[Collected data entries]
* * *

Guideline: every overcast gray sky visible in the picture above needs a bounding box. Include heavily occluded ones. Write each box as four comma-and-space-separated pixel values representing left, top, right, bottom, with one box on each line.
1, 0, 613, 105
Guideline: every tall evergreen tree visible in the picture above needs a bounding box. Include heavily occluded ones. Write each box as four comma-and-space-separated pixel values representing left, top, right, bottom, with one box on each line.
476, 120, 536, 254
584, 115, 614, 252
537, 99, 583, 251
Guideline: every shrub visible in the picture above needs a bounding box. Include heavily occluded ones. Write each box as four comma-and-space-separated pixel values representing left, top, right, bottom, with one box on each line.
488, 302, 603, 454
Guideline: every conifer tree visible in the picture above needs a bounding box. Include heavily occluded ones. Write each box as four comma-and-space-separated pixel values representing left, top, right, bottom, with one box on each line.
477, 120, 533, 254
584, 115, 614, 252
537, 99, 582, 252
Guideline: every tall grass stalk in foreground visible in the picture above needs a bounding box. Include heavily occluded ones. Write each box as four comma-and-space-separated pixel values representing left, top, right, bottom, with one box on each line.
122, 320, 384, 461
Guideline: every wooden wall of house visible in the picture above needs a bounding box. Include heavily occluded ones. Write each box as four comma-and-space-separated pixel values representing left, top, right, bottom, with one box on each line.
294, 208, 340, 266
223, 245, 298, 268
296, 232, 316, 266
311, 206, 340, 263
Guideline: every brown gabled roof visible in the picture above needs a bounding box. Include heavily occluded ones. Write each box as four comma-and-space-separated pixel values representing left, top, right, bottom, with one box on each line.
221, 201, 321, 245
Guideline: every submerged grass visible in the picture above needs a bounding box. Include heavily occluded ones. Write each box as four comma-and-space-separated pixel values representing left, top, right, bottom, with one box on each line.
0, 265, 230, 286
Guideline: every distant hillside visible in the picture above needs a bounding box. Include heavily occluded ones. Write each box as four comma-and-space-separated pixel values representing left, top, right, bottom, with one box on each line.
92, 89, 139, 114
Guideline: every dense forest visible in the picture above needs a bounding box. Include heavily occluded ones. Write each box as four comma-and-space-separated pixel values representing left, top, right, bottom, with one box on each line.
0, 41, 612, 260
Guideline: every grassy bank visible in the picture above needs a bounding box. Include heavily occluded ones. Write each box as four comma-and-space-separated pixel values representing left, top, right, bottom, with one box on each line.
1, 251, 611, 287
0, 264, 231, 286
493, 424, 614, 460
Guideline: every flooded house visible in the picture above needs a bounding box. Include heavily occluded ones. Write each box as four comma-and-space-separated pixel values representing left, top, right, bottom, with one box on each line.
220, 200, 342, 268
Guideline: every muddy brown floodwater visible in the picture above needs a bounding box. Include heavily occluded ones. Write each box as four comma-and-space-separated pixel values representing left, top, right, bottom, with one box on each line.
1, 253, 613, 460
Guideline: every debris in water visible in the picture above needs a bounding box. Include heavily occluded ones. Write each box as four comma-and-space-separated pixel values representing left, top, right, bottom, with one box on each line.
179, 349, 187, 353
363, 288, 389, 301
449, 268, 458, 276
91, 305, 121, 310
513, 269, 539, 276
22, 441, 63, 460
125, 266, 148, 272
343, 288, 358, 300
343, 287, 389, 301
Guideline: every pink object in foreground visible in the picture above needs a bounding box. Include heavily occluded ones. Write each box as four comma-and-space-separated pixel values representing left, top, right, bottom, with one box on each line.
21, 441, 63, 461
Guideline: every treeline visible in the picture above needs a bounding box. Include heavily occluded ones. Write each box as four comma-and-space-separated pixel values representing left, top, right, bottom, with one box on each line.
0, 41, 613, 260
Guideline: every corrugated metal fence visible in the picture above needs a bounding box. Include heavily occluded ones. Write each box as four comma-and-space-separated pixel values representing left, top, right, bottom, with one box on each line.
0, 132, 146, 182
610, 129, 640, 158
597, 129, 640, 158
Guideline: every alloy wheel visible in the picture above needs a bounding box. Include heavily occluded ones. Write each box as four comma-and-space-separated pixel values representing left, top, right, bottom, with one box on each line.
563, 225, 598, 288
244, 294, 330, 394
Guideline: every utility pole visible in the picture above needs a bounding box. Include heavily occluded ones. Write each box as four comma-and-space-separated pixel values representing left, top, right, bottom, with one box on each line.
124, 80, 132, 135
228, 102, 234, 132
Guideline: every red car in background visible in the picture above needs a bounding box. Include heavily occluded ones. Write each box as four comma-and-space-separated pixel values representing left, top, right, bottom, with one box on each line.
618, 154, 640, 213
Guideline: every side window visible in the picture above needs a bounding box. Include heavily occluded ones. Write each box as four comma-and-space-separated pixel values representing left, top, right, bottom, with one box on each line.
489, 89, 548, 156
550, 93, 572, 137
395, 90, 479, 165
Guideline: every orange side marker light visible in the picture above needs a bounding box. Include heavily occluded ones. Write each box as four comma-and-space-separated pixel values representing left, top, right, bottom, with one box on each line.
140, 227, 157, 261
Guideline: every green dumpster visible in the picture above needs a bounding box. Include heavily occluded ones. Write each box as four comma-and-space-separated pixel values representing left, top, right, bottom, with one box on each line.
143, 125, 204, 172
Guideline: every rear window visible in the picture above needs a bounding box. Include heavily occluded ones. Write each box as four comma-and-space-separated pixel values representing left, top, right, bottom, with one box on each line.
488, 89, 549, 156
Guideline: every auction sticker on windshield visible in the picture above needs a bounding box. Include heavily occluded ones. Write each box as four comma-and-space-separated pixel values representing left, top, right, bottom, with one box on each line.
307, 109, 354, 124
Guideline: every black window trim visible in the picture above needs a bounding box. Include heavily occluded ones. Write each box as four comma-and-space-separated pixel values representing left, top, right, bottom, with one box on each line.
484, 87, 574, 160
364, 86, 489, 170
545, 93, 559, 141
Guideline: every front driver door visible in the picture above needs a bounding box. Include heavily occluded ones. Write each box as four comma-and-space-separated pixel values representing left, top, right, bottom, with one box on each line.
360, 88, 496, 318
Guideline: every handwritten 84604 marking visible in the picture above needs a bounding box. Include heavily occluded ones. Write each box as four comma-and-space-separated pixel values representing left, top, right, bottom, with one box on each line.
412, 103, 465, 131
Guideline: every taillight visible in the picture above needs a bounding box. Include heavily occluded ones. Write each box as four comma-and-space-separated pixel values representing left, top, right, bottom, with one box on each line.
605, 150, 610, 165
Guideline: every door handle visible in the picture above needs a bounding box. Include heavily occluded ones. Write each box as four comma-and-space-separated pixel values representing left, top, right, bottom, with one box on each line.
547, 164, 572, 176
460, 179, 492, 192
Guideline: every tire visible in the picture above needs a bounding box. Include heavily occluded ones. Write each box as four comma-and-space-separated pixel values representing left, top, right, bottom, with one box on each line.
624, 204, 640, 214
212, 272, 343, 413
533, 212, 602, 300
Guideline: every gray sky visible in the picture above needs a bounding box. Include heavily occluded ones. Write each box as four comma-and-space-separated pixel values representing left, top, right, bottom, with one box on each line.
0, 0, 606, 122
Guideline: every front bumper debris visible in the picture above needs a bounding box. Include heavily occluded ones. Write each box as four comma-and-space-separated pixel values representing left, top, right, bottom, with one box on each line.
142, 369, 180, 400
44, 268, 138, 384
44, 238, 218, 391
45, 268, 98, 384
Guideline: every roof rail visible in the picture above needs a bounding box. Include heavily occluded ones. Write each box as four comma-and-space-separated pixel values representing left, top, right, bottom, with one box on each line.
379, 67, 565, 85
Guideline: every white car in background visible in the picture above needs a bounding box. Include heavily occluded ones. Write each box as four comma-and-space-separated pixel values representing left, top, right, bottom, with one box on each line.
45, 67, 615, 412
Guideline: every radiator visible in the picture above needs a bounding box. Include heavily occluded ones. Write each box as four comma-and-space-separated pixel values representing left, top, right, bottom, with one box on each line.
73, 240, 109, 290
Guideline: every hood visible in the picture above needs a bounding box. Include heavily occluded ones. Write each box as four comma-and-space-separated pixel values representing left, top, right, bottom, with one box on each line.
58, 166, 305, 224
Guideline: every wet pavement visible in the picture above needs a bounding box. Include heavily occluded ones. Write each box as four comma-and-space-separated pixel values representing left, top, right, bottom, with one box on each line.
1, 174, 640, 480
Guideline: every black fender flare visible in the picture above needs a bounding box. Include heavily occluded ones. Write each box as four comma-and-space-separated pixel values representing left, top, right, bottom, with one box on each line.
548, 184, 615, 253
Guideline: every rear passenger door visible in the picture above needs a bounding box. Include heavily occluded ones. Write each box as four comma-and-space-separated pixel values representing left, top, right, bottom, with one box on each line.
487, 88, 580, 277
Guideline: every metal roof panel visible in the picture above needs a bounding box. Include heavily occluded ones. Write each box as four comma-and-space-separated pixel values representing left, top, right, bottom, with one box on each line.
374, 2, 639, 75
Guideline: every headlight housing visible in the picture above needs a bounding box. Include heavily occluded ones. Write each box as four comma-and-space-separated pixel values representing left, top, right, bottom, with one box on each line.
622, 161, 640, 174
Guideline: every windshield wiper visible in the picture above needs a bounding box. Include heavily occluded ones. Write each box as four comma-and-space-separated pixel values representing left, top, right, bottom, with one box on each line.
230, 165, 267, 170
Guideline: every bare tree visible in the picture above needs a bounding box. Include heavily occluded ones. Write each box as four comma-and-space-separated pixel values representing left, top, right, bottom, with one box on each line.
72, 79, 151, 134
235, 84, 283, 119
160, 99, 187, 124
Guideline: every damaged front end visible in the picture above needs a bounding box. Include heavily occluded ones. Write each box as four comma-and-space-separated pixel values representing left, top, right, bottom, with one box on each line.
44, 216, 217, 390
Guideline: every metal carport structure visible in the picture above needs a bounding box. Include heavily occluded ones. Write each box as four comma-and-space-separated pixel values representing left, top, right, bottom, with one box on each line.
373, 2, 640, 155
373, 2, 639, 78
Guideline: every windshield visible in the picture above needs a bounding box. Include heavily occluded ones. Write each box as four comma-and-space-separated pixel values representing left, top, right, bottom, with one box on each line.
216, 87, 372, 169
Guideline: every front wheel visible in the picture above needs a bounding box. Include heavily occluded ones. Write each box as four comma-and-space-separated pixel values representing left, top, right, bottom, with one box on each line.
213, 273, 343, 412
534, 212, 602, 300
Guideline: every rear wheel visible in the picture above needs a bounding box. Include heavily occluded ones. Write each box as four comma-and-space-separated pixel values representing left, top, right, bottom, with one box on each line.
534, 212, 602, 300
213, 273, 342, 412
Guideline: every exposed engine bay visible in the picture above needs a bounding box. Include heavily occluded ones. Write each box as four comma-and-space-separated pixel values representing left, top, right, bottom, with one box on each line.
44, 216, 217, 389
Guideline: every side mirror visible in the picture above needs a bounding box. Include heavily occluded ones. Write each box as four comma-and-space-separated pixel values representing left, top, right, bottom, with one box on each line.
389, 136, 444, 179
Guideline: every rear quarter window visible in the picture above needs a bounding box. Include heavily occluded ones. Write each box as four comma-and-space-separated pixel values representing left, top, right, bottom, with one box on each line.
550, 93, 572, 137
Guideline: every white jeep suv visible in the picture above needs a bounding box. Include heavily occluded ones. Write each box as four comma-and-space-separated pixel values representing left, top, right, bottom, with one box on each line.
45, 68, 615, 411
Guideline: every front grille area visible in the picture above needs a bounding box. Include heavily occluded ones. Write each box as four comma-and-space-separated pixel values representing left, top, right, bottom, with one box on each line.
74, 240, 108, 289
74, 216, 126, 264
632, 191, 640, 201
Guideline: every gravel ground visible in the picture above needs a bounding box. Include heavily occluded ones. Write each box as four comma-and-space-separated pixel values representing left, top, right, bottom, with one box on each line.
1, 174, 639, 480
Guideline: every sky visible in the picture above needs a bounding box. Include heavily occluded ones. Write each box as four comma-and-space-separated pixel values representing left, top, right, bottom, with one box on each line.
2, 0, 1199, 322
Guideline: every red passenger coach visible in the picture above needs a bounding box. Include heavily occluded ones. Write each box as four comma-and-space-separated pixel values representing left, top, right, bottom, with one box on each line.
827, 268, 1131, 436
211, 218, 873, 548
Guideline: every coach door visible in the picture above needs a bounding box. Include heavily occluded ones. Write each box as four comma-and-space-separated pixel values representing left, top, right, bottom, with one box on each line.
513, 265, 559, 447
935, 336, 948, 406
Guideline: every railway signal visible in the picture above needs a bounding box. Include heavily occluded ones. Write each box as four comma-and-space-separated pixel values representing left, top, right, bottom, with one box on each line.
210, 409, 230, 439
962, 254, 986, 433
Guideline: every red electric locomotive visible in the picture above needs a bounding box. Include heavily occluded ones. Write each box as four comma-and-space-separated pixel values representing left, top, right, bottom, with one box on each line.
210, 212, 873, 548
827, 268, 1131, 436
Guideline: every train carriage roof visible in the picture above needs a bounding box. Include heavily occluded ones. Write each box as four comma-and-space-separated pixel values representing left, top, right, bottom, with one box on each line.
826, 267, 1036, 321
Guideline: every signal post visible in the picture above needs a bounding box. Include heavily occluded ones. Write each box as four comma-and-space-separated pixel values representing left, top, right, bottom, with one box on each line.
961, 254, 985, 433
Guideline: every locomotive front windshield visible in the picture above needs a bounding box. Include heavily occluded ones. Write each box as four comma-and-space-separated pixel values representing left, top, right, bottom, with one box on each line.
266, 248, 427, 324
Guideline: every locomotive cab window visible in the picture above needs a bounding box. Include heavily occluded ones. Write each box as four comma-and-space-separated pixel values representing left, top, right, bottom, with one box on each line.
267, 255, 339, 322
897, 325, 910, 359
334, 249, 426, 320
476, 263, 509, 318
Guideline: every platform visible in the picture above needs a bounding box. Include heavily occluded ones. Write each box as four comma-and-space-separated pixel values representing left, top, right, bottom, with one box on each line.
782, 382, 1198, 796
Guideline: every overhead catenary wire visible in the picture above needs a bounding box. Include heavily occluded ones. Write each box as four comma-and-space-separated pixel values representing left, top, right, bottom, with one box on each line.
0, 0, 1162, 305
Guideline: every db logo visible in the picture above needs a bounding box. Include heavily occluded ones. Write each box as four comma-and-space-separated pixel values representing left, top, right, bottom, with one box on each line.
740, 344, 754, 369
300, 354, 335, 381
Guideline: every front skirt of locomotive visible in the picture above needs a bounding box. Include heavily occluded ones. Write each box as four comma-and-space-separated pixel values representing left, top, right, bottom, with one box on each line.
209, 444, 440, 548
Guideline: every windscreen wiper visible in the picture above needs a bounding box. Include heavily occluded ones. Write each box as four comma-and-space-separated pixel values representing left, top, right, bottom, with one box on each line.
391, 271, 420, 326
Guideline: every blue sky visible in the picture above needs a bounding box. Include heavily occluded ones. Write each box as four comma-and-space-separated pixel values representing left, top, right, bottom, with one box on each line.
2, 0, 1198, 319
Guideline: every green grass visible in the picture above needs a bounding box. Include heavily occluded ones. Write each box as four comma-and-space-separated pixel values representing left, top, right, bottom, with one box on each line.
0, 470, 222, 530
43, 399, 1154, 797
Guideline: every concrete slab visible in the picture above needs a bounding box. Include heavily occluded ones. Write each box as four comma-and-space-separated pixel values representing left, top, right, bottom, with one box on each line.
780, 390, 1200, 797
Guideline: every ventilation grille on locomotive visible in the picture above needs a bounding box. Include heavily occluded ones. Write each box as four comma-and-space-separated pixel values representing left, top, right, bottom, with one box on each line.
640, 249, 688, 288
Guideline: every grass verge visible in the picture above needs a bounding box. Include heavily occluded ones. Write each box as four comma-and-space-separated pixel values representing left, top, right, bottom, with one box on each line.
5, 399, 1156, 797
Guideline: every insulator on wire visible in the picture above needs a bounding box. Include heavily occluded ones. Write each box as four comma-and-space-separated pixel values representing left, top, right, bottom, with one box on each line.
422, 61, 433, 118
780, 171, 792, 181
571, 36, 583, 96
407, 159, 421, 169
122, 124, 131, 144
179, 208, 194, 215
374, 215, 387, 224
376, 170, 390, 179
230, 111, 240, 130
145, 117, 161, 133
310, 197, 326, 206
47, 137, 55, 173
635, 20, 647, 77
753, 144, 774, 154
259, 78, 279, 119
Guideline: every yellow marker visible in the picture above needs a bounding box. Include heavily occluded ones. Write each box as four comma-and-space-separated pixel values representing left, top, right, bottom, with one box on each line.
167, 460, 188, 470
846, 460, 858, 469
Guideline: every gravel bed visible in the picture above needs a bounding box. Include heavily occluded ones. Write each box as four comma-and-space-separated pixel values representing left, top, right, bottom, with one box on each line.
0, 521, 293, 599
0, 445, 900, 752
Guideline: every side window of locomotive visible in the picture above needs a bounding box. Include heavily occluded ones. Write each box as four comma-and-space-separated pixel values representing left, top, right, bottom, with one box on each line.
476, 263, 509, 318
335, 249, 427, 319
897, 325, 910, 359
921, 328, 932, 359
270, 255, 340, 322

* * *

## What is required
Copying begins at the line that holds "Guideline: every yellow" and ends at the last line of the data above, with both included and each line kept exactly.

## Response for this exercise
Guideline: every yellow marker visible in the picture above needs a bounding box. Include heavily occluded ones. Write each box as four comma-and-space-separated pixel values representing left, top, right, bottom, with one box on each line.
167, 460, 188, 470
846, 460, 858, 469
Guideline: every gravel bed visible in the picture above needs a bounding box. Include heavily occluded ones. Write each box as four comma-and-space-separated pixel values representing left, top, right, bottom, with one box on each line.
0, 521, 293, 599
0, 445, 900, 752
Guideline: every side window of locomotive visible in the picture above needs a bounding box. Include heavily occluded ones. Write each box as four comma-and-space-separated pixel values representing left, top, right, bottom, with one box on each line.
476, 263, 509, 318
335, 249, 427, 319
897, 325, 910, 359
921, 328, 932, 359
270, 255, 340, 322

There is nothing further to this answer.